- Exercise objective -
State how many lines in the entries below contain the string "ceiling", counting only matches in the same case, and give only that number.

======== Data entries

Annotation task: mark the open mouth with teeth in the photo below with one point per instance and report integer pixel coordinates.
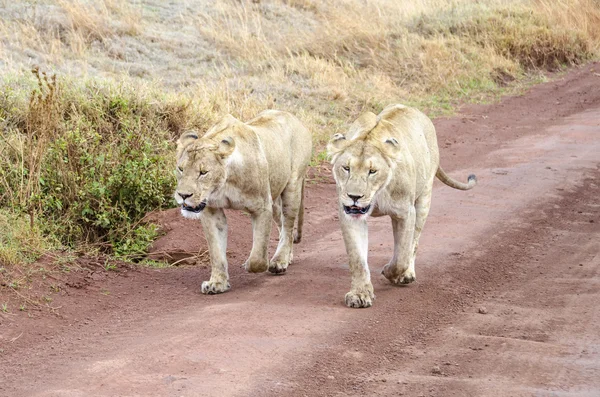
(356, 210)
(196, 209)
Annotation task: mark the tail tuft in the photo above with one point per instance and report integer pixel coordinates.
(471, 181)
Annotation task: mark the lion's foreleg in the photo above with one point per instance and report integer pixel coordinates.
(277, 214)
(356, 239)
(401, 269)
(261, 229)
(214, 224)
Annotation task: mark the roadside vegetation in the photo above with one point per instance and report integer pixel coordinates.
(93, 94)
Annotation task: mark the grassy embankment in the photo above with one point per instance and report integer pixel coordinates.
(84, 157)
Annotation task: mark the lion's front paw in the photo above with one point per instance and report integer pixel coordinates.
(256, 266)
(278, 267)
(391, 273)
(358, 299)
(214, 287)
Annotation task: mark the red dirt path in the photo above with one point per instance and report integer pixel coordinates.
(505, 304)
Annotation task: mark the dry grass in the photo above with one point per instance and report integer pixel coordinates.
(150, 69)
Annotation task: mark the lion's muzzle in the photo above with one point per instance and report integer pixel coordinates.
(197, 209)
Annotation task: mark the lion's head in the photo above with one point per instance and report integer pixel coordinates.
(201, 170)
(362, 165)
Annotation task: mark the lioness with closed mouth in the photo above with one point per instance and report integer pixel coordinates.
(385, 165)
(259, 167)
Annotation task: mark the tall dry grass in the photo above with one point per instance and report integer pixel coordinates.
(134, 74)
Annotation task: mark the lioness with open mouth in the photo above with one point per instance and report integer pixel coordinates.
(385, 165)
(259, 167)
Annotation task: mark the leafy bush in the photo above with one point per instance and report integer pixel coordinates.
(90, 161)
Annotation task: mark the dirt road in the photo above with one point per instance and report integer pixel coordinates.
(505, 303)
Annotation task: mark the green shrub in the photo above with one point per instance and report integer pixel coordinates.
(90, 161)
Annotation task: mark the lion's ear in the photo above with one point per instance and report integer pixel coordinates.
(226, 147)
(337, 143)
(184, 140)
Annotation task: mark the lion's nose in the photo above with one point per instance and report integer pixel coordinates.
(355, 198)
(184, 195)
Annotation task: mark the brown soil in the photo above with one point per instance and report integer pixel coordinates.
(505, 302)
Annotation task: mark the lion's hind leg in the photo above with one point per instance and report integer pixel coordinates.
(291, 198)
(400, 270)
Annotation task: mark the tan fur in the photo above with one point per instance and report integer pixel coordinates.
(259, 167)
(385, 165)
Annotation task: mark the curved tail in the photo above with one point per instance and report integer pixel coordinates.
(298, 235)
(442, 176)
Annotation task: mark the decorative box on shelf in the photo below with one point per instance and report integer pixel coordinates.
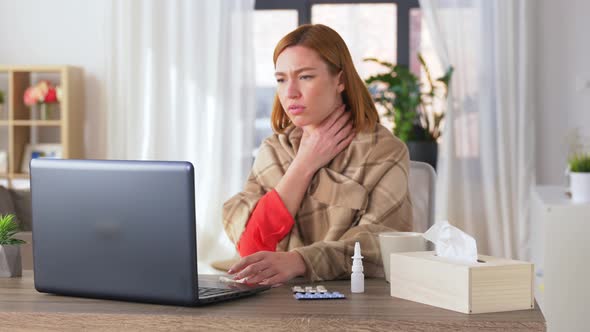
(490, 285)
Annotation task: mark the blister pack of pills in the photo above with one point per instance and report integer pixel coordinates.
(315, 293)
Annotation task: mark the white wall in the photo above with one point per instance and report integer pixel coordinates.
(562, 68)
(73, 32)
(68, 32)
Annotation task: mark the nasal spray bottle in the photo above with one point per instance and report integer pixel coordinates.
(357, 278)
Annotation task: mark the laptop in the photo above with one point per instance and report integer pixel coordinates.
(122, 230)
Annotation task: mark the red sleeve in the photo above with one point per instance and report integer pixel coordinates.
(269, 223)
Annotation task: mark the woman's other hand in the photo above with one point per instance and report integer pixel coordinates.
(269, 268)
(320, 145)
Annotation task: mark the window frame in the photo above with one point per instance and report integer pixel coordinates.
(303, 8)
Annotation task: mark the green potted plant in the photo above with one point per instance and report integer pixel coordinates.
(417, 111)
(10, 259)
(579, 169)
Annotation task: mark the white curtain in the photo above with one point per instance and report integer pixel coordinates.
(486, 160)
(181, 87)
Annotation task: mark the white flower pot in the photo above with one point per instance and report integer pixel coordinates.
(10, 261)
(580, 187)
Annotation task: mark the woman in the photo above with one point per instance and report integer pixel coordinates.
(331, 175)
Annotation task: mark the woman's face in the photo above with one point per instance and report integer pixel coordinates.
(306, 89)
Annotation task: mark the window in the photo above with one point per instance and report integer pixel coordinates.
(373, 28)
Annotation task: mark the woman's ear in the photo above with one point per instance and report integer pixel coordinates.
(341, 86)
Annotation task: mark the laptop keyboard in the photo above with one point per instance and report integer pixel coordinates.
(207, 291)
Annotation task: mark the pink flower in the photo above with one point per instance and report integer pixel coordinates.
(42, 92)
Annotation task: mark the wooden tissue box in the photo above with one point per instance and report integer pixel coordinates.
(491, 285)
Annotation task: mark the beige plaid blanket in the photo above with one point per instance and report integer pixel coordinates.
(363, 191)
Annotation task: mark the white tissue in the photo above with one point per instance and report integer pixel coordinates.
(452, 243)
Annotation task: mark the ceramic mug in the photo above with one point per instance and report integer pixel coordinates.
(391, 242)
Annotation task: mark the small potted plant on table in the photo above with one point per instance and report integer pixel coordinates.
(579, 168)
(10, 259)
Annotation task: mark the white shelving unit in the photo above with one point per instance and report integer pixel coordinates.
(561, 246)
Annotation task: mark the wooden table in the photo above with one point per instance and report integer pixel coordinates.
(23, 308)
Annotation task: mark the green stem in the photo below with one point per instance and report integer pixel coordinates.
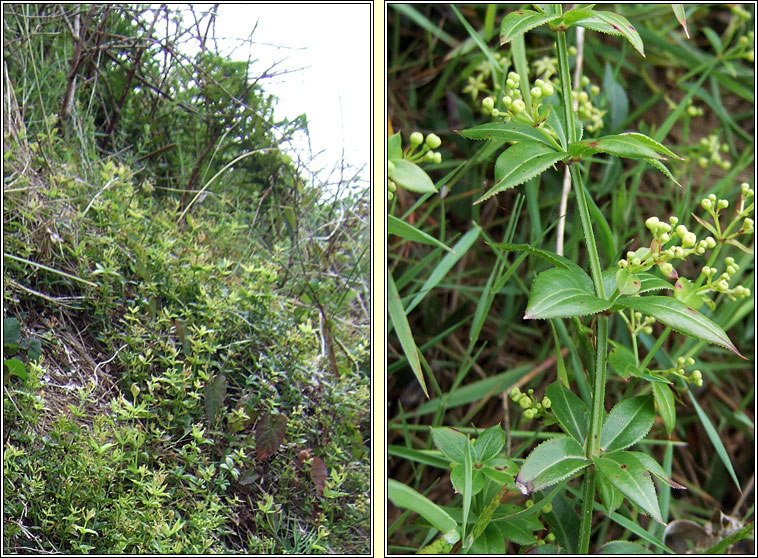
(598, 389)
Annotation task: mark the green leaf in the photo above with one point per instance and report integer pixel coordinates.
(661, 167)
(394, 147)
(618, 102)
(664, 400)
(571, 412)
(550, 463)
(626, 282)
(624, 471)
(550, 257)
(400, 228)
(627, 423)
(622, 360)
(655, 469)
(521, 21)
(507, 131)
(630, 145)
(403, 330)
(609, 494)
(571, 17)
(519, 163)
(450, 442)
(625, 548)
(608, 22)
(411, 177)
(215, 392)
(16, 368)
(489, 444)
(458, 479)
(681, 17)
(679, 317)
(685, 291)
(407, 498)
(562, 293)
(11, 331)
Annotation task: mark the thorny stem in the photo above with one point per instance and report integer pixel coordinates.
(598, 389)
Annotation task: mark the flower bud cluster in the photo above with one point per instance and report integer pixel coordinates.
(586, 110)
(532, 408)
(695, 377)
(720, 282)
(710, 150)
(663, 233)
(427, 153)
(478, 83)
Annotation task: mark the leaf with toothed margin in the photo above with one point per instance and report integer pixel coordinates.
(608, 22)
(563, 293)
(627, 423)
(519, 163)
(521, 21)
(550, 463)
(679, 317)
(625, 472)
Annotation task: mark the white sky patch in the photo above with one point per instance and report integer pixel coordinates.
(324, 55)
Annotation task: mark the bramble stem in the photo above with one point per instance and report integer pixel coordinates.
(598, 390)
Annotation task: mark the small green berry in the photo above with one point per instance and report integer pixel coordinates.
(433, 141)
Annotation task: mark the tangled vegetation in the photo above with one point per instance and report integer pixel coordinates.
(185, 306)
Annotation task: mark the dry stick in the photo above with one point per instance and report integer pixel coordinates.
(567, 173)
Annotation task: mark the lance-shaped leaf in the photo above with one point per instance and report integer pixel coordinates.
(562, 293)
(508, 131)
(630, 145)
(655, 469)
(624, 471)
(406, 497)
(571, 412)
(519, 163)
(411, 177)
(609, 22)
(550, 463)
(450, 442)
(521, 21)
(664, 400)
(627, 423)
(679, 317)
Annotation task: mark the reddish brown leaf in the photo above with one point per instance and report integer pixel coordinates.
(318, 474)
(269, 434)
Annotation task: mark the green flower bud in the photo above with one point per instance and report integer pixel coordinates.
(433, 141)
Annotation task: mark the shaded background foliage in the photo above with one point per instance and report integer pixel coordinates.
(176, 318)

================
======== Data entries

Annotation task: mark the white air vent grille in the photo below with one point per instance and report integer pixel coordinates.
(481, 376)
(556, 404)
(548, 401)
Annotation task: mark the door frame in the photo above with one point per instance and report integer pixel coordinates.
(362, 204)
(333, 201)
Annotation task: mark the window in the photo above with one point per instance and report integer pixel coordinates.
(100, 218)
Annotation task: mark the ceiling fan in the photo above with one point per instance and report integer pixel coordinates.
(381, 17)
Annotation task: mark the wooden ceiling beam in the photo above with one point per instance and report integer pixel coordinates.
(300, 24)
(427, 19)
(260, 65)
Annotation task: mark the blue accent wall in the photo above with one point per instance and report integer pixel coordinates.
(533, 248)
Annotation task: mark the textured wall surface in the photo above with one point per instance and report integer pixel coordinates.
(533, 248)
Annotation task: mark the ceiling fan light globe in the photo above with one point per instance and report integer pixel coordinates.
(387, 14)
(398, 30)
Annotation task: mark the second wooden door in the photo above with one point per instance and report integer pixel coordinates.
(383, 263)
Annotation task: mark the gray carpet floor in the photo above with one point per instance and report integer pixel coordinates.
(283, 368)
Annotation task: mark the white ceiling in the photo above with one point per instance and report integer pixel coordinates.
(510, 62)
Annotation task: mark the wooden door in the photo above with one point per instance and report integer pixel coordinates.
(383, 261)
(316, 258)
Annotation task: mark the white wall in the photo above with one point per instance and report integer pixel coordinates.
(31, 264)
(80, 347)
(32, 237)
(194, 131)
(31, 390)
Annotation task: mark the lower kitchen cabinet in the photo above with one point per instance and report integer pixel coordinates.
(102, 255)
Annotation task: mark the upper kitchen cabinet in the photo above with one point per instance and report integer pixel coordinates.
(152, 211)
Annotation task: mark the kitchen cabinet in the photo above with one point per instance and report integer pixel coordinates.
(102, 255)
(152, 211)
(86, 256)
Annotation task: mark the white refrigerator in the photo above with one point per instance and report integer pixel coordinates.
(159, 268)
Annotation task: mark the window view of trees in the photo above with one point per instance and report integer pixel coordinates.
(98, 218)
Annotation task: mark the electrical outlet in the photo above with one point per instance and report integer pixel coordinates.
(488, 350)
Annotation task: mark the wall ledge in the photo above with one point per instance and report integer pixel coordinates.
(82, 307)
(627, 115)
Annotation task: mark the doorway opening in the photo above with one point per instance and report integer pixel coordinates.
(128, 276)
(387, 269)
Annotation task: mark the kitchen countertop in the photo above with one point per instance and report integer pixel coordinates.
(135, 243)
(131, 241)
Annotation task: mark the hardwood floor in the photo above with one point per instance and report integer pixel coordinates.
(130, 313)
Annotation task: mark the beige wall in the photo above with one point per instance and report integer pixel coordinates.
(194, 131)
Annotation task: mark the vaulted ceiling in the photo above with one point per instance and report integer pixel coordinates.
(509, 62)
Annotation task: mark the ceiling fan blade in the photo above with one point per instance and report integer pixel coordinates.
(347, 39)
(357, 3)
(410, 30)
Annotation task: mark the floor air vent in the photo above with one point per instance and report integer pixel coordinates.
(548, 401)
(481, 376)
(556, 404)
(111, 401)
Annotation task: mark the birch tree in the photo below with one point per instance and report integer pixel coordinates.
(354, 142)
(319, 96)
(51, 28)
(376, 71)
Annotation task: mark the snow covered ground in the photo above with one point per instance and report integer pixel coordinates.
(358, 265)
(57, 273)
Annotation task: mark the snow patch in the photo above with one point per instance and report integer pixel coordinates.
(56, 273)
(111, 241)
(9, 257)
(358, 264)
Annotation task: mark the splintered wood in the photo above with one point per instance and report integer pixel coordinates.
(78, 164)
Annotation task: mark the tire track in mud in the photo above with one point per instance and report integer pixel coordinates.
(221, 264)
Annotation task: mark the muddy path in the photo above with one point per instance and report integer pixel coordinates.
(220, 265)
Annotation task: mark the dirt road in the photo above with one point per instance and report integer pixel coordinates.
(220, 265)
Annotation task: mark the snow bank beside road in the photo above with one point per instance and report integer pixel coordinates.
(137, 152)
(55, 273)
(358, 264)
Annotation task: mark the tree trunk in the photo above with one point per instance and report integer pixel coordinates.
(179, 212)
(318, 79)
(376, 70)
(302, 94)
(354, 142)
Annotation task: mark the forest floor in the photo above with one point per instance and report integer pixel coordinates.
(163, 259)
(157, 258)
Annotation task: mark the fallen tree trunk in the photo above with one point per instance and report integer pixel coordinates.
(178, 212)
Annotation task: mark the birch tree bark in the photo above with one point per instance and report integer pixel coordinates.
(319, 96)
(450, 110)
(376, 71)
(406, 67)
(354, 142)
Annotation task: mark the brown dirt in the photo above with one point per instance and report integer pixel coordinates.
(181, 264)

================

- The result -
6